WHAT YOU HAVE TO DO » Could you copy every record below exactly as it stands?

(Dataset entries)
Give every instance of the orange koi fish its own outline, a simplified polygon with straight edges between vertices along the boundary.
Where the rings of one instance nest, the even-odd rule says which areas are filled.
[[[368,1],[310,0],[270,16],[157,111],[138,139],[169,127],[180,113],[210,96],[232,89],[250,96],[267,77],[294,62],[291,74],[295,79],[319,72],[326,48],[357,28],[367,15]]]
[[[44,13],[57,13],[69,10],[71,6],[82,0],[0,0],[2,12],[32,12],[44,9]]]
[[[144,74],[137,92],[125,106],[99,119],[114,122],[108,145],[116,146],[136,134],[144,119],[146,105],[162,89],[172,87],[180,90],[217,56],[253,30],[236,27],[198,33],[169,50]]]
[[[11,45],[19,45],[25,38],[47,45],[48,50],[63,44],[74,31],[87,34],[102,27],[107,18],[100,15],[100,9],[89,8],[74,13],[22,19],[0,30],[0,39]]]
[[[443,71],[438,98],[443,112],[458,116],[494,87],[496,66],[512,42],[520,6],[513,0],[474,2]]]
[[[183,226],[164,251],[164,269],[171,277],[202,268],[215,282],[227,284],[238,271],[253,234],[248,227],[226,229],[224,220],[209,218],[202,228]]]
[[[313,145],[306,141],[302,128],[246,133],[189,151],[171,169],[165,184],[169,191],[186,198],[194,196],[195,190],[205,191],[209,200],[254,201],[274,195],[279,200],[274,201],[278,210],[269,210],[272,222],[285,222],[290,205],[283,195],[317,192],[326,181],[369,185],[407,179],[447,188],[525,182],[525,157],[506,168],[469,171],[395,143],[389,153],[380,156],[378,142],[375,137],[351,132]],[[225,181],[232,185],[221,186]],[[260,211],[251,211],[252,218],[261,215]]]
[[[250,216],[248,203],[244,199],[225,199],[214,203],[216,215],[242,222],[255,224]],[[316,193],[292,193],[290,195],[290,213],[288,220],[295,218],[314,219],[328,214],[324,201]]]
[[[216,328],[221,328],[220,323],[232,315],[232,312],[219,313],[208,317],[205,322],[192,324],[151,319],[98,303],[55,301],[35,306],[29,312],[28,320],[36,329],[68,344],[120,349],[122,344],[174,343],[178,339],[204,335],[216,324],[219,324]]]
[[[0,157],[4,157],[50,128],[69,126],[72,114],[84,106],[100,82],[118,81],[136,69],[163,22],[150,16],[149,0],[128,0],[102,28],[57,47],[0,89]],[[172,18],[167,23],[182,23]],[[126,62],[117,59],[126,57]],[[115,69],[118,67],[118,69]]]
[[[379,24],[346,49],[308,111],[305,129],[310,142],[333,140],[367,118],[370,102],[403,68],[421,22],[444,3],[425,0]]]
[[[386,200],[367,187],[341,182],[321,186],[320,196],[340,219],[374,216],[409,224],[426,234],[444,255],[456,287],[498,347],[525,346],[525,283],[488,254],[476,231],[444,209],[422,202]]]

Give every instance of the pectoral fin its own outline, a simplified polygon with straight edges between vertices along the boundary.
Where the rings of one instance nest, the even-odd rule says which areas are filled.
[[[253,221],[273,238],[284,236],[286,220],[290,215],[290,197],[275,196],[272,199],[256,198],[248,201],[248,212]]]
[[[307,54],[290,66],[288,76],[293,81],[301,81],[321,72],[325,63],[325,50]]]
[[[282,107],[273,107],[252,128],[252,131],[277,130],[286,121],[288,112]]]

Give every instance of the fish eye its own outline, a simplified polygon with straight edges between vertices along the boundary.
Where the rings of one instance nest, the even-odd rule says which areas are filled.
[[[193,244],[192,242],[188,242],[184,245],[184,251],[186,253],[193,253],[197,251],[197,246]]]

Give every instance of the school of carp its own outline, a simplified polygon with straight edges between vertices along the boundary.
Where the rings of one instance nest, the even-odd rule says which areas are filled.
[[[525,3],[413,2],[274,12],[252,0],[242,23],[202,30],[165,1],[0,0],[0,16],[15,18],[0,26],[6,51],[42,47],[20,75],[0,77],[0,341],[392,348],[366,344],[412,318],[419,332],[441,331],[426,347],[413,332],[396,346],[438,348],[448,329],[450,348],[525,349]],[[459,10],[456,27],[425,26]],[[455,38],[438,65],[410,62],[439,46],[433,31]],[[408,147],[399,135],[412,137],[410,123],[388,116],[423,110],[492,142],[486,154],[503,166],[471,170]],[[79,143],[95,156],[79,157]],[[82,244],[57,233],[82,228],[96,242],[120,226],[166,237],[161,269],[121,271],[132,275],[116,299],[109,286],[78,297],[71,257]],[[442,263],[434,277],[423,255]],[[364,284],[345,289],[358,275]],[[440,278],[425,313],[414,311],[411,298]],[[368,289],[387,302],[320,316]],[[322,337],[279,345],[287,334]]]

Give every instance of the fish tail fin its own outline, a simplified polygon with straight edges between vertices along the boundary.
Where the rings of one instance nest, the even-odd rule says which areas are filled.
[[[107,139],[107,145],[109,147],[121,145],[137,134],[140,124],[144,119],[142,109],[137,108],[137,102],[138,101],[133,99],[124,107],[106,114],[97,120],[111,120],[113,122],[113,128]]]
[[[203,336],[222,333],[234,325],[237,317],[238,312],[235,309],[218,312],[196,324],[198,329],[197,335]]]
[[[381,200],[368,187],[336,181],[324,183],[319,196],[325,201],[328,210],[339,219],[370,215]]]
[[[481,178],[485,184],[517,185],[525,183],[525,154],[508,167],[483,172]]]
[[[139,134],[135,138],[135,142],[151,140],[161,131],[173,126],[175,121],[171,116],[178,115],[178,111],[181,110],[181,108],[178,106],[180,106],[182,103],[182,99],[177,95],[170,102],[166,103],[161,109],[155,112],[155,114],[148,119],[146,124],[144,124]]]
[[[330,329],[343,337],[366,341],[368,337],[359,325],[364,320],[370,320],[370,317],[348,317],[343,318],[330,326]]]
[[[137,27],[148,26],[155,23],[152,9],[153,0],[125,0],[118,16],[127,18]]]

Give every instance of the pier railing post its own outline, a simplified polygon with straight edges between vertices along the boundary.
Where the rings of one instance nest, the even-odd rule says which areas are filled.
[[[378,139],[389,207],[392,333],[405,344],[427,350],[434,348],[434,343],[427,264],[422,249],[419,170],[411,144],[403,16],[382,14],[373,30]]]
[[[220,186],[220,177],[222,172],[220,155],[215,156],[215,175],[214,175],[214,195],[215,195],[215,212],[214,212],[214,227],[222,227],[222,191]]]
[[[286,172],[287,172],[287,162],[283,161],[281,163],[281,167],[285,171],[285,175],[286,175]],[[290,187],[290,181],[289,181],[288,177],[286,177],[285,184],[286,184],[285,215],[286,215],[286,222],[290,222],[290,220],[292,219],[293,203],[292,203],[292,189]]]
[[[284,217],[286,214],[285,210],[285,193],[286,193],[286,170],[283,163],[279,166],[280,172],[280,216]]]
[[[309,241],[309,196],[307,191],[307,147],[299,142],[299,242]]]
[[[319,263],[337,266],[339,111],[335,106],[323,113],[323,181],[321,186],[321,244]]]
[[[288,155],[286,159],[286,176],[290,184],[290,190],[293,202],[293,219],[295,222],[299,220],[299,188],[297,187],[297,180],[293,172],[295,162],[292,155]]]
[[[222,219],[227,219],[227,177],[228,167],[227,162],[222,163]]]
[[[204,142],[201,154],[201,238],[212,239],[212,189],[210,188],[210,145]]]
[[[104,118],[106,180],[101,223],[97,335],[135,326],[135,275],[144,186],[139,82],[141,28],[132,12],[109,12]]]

FINAL ANSWER »
Give every instance of the orange koi fish its own outline, a simplified polygon with straight edges between vertices along the boundary.
Where the rings of one instance nest, the even-odd rule says which areas are filled.
[[[368,1],[310,0],[270,16],[157,111],[138,139],[169,127],[180,113],[210,96],[232,89],[250,96],[267,77],[294,62],[291,74],[295,79],[319,72],[326,48],[357,28],[367,15]]]
[[[44,13],[57,13],[69,10],[71,6],[82,0],[0,0],[2,12],[32,12],[44,9]]]
[[[144,74],[137,92],[125,106],[99,119],[114,122],[108,145],[116,146],[136,134],[144,119],[146,105],[162,89],[172,87],[180,90],[217,56],[253,30],[236,27],[198,33],[169,50]]]
[[[11,45],[19,45],[25,38],[47,45],[48,50],[63,44],[74,31],[87,34],[102,27],[107,18],[100,15],[100,9],[89,8],[74,13],[22,19],[0,30],[0,39]]]
[[[443,71],[438,98],[443,112],[458,116],[494,87],[496,66],[512,42],[520,6],[513,0],[474,2]]]
[[[183,226],[164,251],[164,269],[171,277],[202,268],[215,282],[227,284],[238,271],[253,234],[248,227],[226,229],[224,220],[209,218],[202,228]]]
[[[313,145],[306,141],[302,128],[246,133],[189,151],[171,169],[165,184],[169,191],[186,198],[194,196],[195,190],[205,191],[209,200],[254,201],[274,195],[279,200],[274,201],[278,210],[269,210],[272,222],[285,222],[290,205],[283,195],[317,192],[326,181],[369,185],[407,179],[447,188],[525,182],[525,157],[506,168],[469,171],[395,143],[389,153],[380,156],[378,142],[375,137],[351,132]],[[225,181],[232,185],[221,186]],[[260,211],[251,211],[252,218],[261,215]]]
[[[250,216],[248,203],[244,199],[225,199],[214,203],[216,215],[242,222],[255,224]],[[316,193],[292,193],[290,195],[290,213],[288,220],[295,218],[314,219],[328,214],[324,201]]]
[[[216,328],[221,328],[220,323],[232,315],[232,312],[219,313],[208,317],[205,322],[192,324],[151,319],[98,303],[55,301],[35,306],[29,312],[28,320],[36,329],[68,344],[120,349],[122,344],[174,343],[178,339],[204,335],[216,324],[219,324]]]
[[[0,157],[4,157],[50,128],[69,126],[72,114],[84,106],[100,82],[118,81],[136,69],[163,22],[150,16],[149,0],[128,0],[102,28],[57,47],[0,89]],[[172,18],[167,23],[182,23]],[[126,62],[117,59],[126,57]],[[115,69],[118,67],[118,69]]]
[[[379,24],[346,49],[308,111],[305,129],[310,142],[333,140],[367,118],[370,102],[403,68],[421,22],[444,3],[425,0]]]
[[[386,200],[367,187],[341,182],[321,186],[320,196],[340,219],[374,216],[409,224],[426,234],[444,255],[456,287],[498,347],[525,346],[525,283],[488,254],[476,231],[444,209],[422,202]]]

Give every instance of the pectoral fin its own outline, a simplified polygon with straight edges between vertices along the boundary.
Where the rings of one instance nest, the even-odd rule says which areas are filled.
[[[253,221],[273,238],[284,236],[286,220],[290,215],[290,197],[275,196],[272,199],[256,198],[248,201],[248,212]]]
[[[307,54],[290,66],[288,76],[293,81],[301,81],[321,72],[325,63],[325,50]]]
[[[282,107],[273,107],[252,128],[252,131],[277,130],[286,121],[288,112]]]

Give every instance of the fish eye its own outline, a simplified polygon with straight edges between vertices along the boundary.
Where the rings of one instance nest, the even-odd rule says which areas are filled.
[[[193,244],[192,242],[188,242],[184,245],[184,251],[186,253],[193,253],[197,251],[197,246]]]

Give every instance of the school of carp its own outline, a simplified polygon with straight edges between vertices along the boundary.
Where the rings of one instance nest, the even-odd rule says which areas are filled.
[[[525,3],[413,2],[274,12],[252,0],[242,23],[202,30],[165,1],[0,0],[0,16],[15,18],[0,26],[6,51],[42,47],[20,75],[0,77],[0,341],[392,348],[366,344],[412,318],[419,332],[441,331],[426,347],[413,332],[396,346],[438,348],[448,329],[450,348],[525,349]],[[459,10],[456,27],[425,26]],[[455,38],[438,65],[410,62],[439,46],[433,31]],[[408,147],[399,135],[412,137],[410,123],[388,116],[423,110],[492,142],[486,154],[503,166],[471,170]],[[79,143],[95,156],[79,157]],[[82,244],[57,233],[82,228],[96,242],[120,226],[166,237],[161,269],[121,271],[132,275],[116,299],[109,286],[78,297],[71,257]],[[442,263],[434,277],[423,255]],[[364,284],[345,289],[358,275]],[[440,278],[425,313],[414,311],[411,298]],[[368,289],[387,302],[320,316]],[[322,337],[279,345],[287,334]]]

Give every instance of the fish tail fin its own outline, a simplified polygon with straight edges between vertices along the boundary.
Where the rings of one instance nest, the even-odd rule says which areas are filled.
[[[107,139],[107,145],[109,147],[121,145],[137,134],[140,124],[144,119],[142,109],[137,108],[137,102],[138,101],[133,99],[124,107],[106,114],[97,120],[111,120],[113,122],[113,128]]]
[[[203,336],[222,333],[234,325],[237,317],[238,312],[235,309],[218,312],[196,324],[198,329],[197,335]]]
[[[381,200],[368,187],[336,181],[324,183],[319,196],[325,201],[328,210],[339,219],[370,215]]]
[[[481,178],[485,184],[517,185],[525,183],[525,154],[508,167],[483,172]]]
[[[139,134],[135,138],[135,142],[151,140],[161,131],[173,126],[175,121],[171,116],[178,115],[178,111],[181,110],[181,108],[178,106],[180,106],[182,103],[182,99],[177,95],[170,102],[166,103],[161,109],[155,112],[155,114],[148,119],[146,124],[144,124]]]
[[[330,329],[343,337],[366,341],[368,337],[359,325],[364,320],[370,320],[370,317],[348,317],[343,318],[330,326]]]
[[[137,27],[148,26],[155,23],[152,9],[153,0],[125,0],[118,16],[127,18]]]

Give every instance of the pier railing post its own outline, a simplified polygon with straight edges between vertices along the boundary.
Where the rings of one instance nest, the even-odd rule says which areas are filled.
[[[378,139],[389,207],[392,333],[405,344],[427,350],[434,348],[434,343],[427,264],[422,249],[419,170],[411,144],[403,16],[382,14],[373,30]]]
[[[220,186],[220,177],[222,172],[220,155],[215,156],[215,175],[214,175],[214,195],[215,195],[215,212],[214,212],[214,227],[222,227],[222,191]]]
[[[286,172],[287,172],[287,162],[283,161],[281,163],[281,167],[285,171],[285,175],[286,175]],[[290,187],[290,181],[289,181],[288,177],[286,177],[285,184],[286,184],[285,215],[286,215],[286,222],[290,222],[290,220],[292,219],[293,203],[292,203],[292,189]]]
[[[284,217],[286,214],[285,210],[285,193],[286,193],[286,170],[283,163],[279,166],[280,172],[280,216]]]
[[[309,241],[309,196],[307,191],[307,147],[299,142],[299,242]]]
[[[319,263],[337,266],[339,111],[335,106],[323,113],[323,181],[321,186],[321,244]]]
[[[288,155],[286,159],[286,176],[290,184],[290,190],[293,202],[293,219],[295,222],[299,220],[299,188],[297,187],[297,180],[293,172],[295,162],[292,155]]]
[[[222,219],[227,219],[227,177],[228,167],[227,162],[222,163]]]
[[[204,142],[201,154],[201,238],[212,239],[212,189],[210,188],[210,145]]]
[[[104,118],[106,180],[101,223],[97,335],[135,326],[135,275],[144,186],[139,82],[141,28],[132,12],[109,12]]]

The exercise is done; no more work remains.